**Alıştırma 1:**
Lütfen belge metninde "Oleey! Bana hak" ile başlayıp "tavırlarımızı da bırakamıyoruz." ile biten kısmı hiç değiştirmeden aynen yazın.
**Alıştırma 2:**
Belge metninde anlatıcının kendi bakış açısını nitelemek için kullandığı sıfatları sıralayın.

**Belge Metni:**
######
Bir gün terapistim bana “İsteyeceksin, tabii ki kendi tarzınla isteyeceksin, bu senin hakkın, başka kimin istediği gibi isteyebilirsin ki?” demişti.
Oleey! Bana hak veren birini bulmanın sevinci ve ümidi doğdu içimde. Şimdi şimdi isteklerimi yerine getirebilmenin, isteklerimin sorumluluğunu almanın, söylediklerime dikkat etmenin farkındalığını, sevincini, şaşkınlığını yaşarken, bakış açımın ne kadar dar ve bazen de saçma ve komik olduğunu fark edebiliyorum.
İste olsun. Tabii ki evren bize hizmet etmek ve bütün istek, niyet ve dileklerimizi gerçekleştirmek için burada. Biz sadece bunun farkında değiliz, farkına vardığımızda da bu hediyenin ne kadar sorumluluk dolu ve sonsuz olduğunu bilmiyoruz ve “Ama bu değildi benim istediğim, talihsiz başım” gibi arabesk tavırlarımızı da bırakamıyoruz.
######
**Alıntılanan Veriler:**
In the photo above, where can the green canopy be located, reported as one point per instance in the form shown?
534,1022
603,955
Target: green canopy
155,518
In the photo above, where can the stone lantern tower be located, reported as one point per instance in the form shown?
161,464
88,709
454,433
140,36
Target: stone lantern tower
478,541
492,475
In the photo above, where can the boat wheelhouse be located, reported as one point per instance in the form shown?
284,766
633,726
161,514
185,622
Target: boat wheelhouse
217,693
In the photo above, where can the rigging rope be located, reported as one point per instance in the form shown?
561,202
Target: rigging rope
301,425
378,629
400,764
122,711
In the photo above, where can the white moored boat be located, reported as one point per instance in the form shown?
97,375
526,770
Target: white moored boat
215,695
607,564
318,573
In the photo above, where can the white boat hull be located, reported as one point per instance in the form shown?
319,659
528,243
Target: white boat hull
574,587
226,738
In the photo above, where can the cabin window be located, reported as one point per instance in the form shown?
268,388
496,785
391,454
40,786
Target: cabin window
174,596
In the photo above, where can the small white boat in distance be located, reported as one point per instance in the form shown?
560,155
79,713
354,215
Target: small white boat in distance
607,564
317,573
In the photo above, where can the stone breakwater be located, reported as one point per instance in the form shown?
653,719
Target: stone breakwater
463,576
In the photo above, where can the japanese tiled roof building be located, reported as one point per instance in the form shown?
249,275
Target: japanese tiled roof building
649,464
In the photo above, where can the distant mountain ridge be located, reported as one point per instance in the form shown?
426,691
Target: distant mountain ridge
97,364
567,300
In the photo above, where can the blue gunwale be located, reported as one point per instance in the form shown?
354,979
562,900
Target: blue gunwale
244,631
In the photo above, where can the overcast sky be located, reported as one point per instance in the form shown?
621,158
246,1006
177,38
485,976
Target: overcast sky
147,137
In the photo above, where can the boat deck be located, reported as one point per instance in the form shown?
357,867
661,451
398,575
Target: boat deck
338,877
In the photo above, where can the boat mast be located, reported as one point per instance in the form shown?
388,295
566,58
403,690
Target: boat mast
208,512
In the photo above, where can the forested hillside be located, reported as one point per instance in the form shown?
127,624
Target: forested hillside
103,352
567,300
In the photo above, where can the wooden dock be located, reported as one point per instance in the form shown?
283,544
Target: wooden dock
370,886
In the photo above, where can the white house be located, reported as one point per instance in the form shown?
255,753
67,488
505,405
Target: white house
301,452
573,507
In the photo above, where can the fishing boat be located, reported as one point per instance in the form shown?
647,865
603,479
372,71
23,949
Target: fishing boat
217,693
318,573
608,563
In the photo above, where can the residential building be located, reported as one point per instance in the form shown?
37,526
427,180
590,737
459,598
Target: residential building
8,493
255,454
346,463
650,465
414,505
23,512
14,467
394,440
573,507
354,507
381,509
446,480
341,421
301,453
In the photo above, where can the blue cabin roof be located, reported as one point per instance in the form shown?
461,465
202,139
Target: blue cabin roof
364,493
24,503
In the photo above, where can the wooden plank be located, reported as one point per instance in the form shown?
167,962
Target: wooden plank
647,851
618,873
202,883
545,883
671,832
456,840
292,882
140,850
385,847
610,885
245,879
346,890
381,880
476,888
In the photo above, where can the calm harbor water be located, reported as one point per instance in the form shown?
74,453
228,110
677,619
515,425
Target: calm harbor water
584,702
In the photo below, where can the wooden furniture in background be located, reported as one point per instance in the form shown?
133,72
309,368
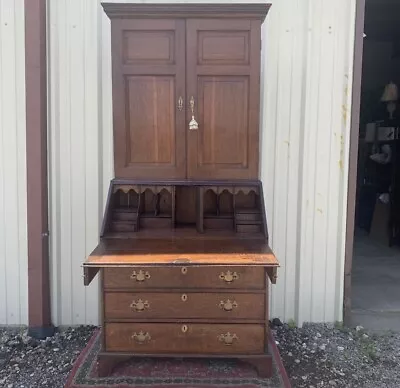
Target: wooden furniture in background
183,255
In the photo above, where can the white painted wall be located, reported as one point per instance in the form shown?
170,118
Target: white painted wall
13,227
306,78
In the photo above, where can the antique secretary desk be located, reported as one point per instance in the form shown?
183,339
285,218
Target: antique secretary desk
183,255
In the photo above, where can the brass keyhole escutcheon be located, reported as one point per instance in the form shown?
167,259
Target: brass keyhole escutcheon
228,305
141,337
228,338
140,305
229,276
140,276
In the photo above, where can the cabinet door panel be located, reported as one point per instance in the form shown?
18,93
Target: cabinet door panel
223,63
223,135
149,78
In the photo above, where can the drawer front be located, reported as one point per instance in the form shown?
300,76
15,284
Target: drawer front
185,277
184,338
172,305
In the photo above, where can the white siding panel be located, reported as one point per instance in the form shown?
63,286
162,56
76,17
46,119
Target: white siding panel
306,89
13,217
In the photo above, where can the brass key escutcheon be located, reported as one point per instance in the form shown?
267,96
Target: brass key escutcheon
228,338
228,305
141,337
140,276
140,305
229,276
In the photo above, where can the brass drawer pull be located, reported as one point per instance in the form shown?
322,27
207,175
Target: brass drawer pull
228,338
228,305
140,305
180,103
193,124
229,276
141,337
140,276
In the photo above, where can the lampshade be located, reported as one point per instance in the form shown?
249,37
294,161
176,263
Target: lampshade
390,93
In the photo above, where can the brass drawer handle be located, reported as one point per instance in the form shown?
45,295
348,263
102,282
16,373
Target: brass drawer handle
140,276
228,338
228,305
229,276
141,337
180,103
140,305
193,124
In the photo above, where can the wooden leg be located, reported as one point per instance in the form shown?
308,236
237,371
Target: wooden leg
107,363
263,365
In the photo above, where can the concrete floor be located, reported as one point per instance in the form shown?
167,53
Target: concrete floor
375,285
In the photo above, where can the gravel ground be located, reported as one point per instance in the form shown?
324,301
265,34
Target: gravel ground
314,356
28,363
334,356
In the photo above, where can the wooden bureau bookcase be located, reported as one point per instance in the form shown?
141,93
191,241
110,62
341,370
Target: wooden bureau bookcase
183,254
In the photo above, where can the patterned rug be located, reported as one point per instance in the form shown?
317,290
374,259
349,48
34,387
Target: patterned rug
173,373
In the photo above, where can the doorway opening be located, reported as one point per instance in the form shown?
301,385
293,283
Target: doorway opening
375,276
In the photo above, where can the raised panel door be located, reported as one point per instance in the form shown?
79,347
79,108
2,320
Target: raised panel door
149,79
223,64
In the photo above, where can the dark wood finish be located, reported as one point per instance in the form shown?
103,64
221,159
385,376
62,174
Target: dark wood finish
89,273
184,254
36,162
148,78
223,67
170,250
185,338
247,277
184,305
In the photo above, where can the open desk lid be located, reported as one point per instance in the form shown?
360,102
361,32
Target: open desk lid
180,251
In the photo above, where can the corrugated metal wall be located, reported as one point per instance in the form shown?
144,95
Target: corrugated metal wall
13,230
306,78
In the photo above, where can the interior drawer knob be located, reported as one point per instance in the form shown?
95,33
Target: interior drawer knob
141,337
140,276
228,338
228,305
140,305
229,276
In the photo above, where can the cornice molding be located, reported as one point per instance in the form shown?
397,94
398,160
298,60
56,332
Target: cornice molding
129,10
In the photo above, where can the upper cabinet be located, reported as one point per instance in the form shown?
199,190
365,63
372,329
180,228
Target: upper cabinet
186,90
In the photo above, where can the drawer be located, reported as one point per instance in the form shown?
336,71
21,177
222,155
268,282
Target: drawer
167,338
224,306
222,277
######
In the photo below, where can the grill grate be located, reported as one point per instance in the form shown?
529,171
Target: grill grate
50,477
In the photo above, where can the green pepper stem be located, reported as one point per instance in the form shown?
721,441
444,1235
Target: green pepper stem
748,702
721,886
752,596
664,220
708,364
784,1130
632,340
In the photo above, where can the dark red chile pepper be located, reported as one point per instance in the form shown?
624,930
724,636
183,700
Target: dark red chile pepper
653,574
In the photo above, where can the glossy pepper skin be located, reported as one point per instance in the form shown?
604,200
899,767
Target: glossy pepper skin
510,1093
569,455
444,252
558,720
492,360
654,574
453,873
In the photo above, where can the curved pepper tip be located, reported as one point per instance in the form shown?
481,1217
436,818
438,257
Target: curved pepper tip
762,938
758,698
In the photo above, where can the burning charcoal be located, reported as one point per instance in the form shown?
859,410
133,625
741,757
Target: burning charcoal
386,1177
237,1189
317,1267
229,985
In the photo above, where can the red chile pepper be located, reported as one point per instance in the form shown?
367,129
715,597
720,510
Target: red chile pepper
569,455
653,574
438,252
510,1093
######
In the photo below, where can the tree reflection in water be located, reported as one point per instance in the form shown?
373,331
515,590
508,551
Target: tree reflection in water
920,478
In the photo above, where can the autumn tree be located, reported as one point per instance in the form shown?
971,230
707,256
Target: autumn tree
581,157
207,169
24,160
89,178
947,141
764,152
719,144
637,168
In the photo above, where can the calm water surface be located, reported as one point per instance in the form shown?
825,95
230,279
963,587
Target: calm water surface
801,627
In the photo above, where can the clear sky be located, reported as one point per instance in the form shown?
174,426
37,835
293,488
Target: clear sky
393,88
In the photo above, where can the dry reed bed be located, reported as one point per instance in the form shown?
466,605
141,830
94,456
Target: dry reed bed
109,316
######
**Cevap Bölümü 1:**
Oleey! Bana hak veren birini bulmanın sevinci ve ümidi doğdu içimde. Şimdi şimdi isteklerimi yerine getirebilmenin, isteklerimin sorumluluğunu almanın, söylediklerime dikkat etmenin farkındalığını, sevincini, şaşkınlığını yaşarken, bakış açımın ne kadar dar ve bazen de saçma ve komik olduğunu fark edebiliyorum.
İste olsun. Tabii ki evren bize hizmet etmek ve bütün istek, niyet ve dileklerimizi gerçekleştirmek için burada. Biz sadece bunun farkında değiliz, farkına vardığımızda da bu hediyenin ne kadar sorumluluk dolu ve sonsuz olduğunu bilmiyoruz ve “Ama bu değildi benim istediğim, talihsiz başım” gibi arabesk tavırlarımızı da bırakamıyoruz.

**Cevap Bölümü 2:**
dar, saçma, komik